--- Work instructions ---
Will you give the material below again, every line exactly as it is?

--- start of Available data ---

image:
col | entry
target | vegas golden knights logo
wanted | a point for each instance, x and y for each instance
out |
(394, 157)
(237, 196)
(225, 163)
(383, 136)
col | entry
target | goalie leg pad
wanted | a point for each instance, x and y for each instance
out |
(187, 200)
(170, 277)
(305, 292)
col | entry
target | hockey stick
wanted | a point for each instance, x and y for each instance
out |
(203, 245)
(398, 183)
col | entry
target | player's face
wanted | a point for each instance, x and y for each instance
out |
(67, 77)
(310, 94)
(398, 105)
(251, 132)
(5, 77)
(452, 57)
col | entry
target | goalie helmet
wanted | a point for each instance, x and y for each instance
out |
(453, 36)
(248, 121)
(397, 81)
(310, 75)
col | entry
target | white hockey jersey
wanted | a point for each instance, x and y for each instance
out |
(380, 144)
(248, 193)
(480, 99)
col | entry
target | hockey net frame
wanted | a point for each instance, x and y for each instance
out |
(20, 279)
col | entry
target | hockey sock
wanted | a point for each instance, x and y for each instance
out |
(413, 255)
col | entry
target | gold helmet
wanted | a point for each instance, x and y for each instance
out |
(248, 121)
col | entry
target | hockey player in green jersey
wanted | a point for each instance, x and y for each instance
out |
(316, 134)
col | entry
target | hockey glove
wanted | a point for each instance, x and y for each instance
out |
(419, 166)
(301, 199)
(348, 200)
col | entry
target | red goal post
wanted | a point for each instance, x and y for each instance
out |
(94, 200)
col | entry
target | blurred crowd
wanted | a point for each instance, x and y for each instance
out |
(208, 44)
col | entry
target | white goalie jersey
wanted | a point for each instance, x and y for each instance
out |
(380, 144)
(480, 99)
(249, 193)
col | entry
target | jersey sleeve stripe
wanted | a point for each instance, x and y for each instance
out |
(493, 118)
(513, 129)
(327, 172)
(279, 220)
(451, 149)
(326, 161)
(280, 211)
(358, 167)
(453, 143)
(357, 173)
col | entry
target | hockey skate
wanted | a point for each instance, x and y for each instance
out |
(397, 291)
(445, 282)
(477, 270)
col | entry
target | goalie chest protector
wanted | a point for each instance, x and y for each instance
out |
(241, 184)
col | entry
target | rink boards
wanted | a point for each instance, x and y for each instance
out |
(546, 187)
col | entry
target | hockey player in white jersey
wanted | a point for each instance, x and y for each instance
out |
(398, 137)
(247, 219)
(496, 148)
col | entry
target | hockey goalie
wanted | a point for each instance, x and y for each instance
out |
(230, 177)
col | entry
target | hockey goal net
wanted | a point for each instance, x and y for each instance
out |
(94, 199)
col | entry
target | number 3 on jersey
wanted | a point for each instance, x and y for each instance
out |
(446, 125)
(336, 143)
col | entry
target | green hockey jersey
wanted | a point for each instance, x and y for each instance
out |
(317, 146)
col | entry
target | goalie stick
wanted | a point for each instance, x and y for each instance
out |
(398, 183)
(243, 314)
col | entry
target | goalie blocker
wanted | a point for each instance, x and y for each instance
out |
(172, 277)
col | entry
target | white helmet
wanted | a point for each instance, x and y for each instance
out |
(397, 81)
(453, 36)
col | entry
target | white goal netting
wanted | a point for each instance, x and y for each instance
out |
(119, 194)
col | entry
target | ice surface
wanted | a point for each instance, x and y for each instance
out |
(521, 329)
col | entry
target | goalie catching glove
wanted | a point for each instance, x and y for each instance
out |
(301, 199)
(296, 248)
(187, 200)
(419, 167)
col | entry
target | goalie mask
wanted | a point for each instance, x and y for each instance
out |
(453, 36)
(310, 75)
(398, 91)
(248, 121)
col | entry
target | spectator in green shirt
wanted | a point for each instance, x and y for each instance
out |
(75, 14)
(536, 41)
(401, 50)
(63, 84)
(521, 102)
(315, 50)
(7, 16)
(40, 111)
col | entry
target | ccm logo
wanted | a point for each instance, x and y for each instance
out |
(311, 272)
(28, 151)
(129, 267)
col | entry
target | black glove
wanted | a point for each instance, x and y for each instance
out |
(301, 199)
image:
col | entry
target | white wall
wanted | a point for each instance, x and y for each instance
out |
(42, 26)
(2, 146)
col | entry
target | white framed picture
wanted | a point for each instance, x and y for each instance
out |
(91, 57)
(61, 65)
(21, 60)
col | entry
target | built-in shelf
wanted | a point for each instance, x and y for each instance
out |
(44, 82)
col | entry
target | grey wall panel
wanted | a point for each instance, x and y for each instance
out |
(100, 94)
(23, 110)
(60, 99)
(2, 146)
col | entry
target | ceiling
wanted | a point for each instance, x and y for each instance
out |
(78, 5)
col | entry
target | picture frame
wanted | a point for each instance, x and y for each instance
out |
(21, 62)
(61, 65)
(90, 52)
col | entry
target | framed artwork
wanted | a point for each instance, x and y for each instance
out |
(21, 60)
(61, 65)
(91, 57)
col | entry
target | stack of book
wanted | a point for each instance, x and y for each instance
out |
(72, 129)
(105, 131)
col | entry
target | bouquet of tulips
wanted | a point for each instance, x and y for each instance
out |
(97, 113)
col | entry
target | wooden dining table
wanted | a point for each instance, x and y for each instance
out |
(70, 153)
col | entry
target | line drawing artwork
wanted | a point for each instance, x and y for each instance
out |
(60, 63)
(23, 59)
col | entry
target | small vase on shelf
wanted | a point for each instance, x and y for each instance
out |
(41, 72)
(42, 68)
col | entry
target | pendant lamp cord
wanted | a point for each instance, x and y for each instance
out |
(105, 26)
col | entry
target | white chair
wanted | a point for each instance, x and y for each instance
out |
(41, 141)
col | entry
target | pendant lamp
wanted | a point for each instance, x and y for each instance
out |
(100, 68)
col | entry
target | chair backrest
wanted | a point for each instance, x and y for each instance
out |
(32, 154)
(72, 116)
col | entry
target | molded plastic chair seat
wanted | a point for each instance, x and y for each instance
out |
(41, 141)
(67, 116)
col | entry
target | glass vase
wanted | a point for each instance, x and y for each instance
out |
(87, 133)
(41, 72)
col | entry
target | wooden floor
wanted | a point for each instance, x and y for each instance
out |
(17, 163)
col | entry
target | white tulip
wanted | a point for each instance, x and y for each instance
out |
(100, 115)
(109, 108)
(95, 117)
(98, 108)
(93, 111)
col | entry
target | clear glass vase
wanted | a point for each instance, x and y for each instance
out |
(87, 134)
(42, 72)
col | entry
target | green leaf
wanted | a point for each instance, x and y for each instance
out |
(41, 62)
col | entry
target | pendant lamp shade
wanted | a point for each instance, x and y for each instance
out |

--- end of Available data ---

--- Response to the task ---
image:
col | entry
target | vegas golden knights logo
wanted | a point for each instance, x and y for each instance
out |
(394, 157)
(237, 196)
(225, 163)
(383, 136)
col | entry
target | goalie leg pad
wanted | a point for each instance, x and y for each instance
out |
(187, 200)
(170, 277)
(305, 292)
col | entry
target | hockey stick
wanted | a point for each instance, x and y for each instance
out |
(203, 245)
(398, 183)
col | entry
target | player's face
wanted | a point for each instance, x and y for each instance
out |
(67, 77)
(310, 94)
(398, 105)
(251, 132)
(5, 77)
(452, 57)
col | entry
target | goalie helmet
wanted | a point for each instance, x and y for each instance
out |
(453, 36)
(248, 121)
(397, 81)
(310, 75)
col | entry
target | white hockey jersey
wanted | a point for each instance, x and y for each instance
out |
(380, 144)
(248, 193)
(480, 99)
col | entry
target | hockey net frame
wanted | a point for each instance, x and y for each instance
out |
(20, 279)
col | entry
target | hockey sock
wanted | a point for each instance, x and y for each instance
out |
(413, 255)
col | entry
target | gold helmet
wanted | a point for each instance, x and y for each instance
out |
(248, 121)
col | entry
target | hockey player in green jersey
wanted | a point for each instance, x and y for each instance
out |
(316, 134)
col | entry
target | hockey glove
wanted | a point for each instance, x and y for each instance
out |
(419, 166)
(301, 199)
(348, 200)
col | entry
target | red goal post
wanted | a point for each instance, x and y for each instance
out |
(94, 200)
col | entry
target | blurred crowd
wanted | a point for each instance, x and y for each instance
out |
(208, 44)
col | entry
target | white goalie jersey
wanted | a point for each instance, x and y for each instance
out |
(380, 144)
(480, 99)
(249, 193)
col | entry
target | jersey sleeve stripe
wanted | a point for each instance, x and y for each instance
out |
(493, 118)
(513, 129)
(327, 172)
(279, 220)
(451, 149)
(326, 161)
(280, 211)
(358, 167)
(453, 143)
(357, 173)
col | entry
target | hockey skate
wanted | a point for each instance, x and y for each instance
out |
(397, 291)
(445, 282)
(477, 270)
col | entry
target | goalie chest protector
wanted | a point for each instance, x and y for each instance
out |
(241, 184)
col | entry
target | rink boards
wanted | a point for each instance, x and y for each instance
out |
(546, 187)
col | entry
target | hockey player in white jersey
wanted | a point for each instance, x and y for each instance
out |
(398, 137)
(247, 219)
(496, 148)
col | entry
target | hockey goalie
wanted | a point for each instance, x and y for each instance
out |
(230, 177)
col | entry
target | hockey goal net
wanted | a point for each instance, x and y for each instance
out |
(94, 199)
col | entry
target | number 3 on jersey
wanted | a point for each instance, x and y for each instance
out |
(446, 125)
(336, 143)
col | entry
target | green hockey jersey
wanted | a point for each instance, x and y for each instance
out |
(317, 146)
col | entry
target | goalie stick
wanted | a point for each instance, x and y for each instance
out |
(398, 183)
(243, 314)
col | entry
target | goalie blocker
wanted | a point for each instance, x and y for each instance
out |
(172, 277)
col | entry
target | white helmet
wanted | a point for each instance, x and y for each instance
out |
(397, 81)
(453, 36)
col | entry
target | white goal netting
wanted | a point for each instance, x and y for each instance
out |
(119, 194)
col | entry
target | ice surface
wanted | a point for each instance, x and y for each instance
out |
(521, 329)
col | entry
target | goalie catching glove
wanted | a point for each instance, x and y for each instance
out |
(301, 199)
(296, 248)
(187, 200)
(419, 167)
col | entry
target | goalie mask
wanted | a point for each instance, x and y for each instance
out |
(453, 36)
(310, 75)
(398, 91)
(248, 121)
col | entry
target | spectator in green shirt
wanted | a point for each instance, x and y for each instance
out |
(75, 14)
(536, 41)
(401, 50)
(63, 84)
(521, 102)
(315, 50)
(7, 16)
(40, 111)
col | entry
target | ccm logo
wanted | a point for each instance, x and y for each instance
out |
(311, 272)
(28, 151)
(129, 267)
col | entry
target | black glove
wanted | a point for each instance, x and y for each instance
out |
(301, 199)
image:
col | entry
target | white wall
wanted | a point for each instance, x and y for each instance
out |
(42, 26)
(2, 146)
col | entry
target | white framed picture
wanted | a point for each instance, x and y for each instance
out |
(91, 57)
(61, 65)
(21, 60)
col | entry
target | built-in shelf
wanted | a point for each instance, x and y for each instance
out |
(44, 82)
col | entry
target | grey wall panel
wanted | a point for each instance, x and y for each instance
out |
(100, 94)
(23, 110)
(60, 99)
(2, 146)
col | entry
target | ceiling
wanted | a point for each instance, x and y for each instance
out |
(78, 5)
col | entry
target | picture frame
wanted | a point for each instance, x and y for each instance
out |
(21, 62)
(61, 65)
(90, 52)
col | entry
target | framed artwork
wanted | a point for each instance, x and y for each instance
out |
(21, 60)
(61, 65)
(91, 57)
col | entry
target | stack of book
wanted | a point for each instance, x and y for each instance
out |
(72, 129)
(105, 131)
col | entry
target | bouquet of tulips
wanted | a point for each instance, x and y for each instance
out |
(97, 113)
col | entry
target | wooden dining table
wanted | a point for each instance, x and y for each instance
out |
(70, 153)
col | entry
target | line drawing artwork
wanted | a point for each instance, x and y for each instance
out |
(60, 63)
(23, 59)
col | entry
target | small vase on shelf
wanted | a point for each instance, x and y for each instance
out |
(41, 72)
(42, 68)
col | entry
target | pendant lamp cord
wanted | a point for each instance, x and y for each instance
out |
(105, 26)
col | entry
target | white chair
wanted | a point for each instance, x and y for each instance
out |
(41, 141)
col | entry
target | pendant lamp
wanted | a point for each instance, x and y for each instance
out |
(100, 68)
col | entry
target | chair backrest
wanted | a point for each instance, x and y for each instance
out |
(32, 154)
(72, 116)
col | entry
target | molded plastic chair seat
wanted | a point for each instance, x and y for each instance
out |
(41, 141)
(67, 116)
col | entry
target | glass vase
wanted | a point for each instance, x and y for each instance
out |
(87, 133)
(41, 72)
col | entry
target | wooden floor
wanted | a point for each instance, x and y for each instance
out |
(17, 163)
col | entry
target | white tulip
wanted | a point for each instance, x and y for each instance
out |
(100, 115)
(109, 108)
(95, 117)
(98, 108)
(93, 111)
col | entry
target | clear glass vase
wanted | a point for each instance, x and y for each instance
out |
(87, 134)
(42, 72)
col | entry
target | green leaf
wanted | a point for each instance, x and y for each instance
out |
(41, 62)
col | entry
target | pendant lamp shade
wanted | a point for each instance, x and y for each instance
out |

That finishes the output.